■ Instruction ■
Reproduce verbatim everything from the line containing "If you would be willing to indicate the gray" down to the end of the material below, inclusive.

■ Recorded information ■
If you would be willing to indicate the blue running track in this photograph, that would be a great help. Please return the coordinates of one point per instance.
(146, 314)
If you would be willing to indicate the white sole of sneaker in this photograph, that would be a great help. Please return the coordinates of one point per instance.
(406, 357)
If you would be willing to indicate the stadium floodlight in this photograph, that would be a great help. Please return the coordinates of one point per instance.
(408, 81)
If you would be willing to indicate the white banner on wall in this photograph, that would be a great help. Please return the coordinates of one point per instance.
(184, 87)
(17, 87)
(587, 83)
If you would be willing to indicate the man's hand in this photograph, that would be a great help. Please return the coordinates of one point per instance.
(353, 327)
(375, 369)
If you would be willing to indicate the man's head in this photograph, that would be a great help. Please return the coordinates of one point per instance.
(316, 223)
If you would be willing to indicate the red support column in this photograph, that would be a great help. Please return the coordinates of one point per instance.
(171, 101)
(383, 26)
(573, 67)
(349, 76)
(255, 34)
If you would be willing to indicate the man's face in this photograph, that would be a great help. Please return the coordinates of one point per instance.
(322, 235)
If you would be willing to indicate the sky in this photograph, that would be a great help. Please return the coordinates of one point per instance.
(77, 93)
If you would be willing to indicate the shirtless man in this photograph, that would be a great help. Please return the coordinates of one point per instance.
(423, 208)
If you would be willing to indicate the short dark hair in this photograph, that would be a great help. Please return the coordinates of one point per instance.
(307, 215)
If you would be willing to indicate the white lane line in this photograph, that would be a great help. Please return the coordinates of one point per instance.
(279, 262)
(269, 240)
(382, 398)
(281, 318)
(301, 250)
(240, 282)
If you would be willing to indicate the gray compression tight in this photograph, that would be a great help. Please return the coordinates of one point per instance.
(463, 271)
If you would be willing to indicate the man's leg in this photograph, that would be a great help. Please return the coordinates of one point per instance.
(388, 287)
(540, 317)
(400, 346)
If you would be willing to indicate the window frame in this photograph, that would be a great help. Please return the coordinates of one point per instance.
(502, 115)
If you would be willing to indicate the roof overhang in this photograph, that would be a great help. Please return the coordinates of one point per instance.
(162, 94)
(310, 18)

■ Task response ■
If you would be willing to indicate the gray compression tight in this photograph, that would be a great help. Please return the coordinates of one point per instance.
(463, 271)
If you would be willing to indicate the man's leg in this photograph, that would be a great help. Please return the coordinates of one point per instance.
(388, 287)
(540, 317)
(400, 346)
If you would be willing to indicate the window frame in this photograph, that would be a great help. Please return the coordinates of one point per instance.
(502, 115)
If you would be willing to indicate the roof overhang in this photograph, that would be a great help. Please return the coordinates of one point per instance.
(162, 94)
(310, 18)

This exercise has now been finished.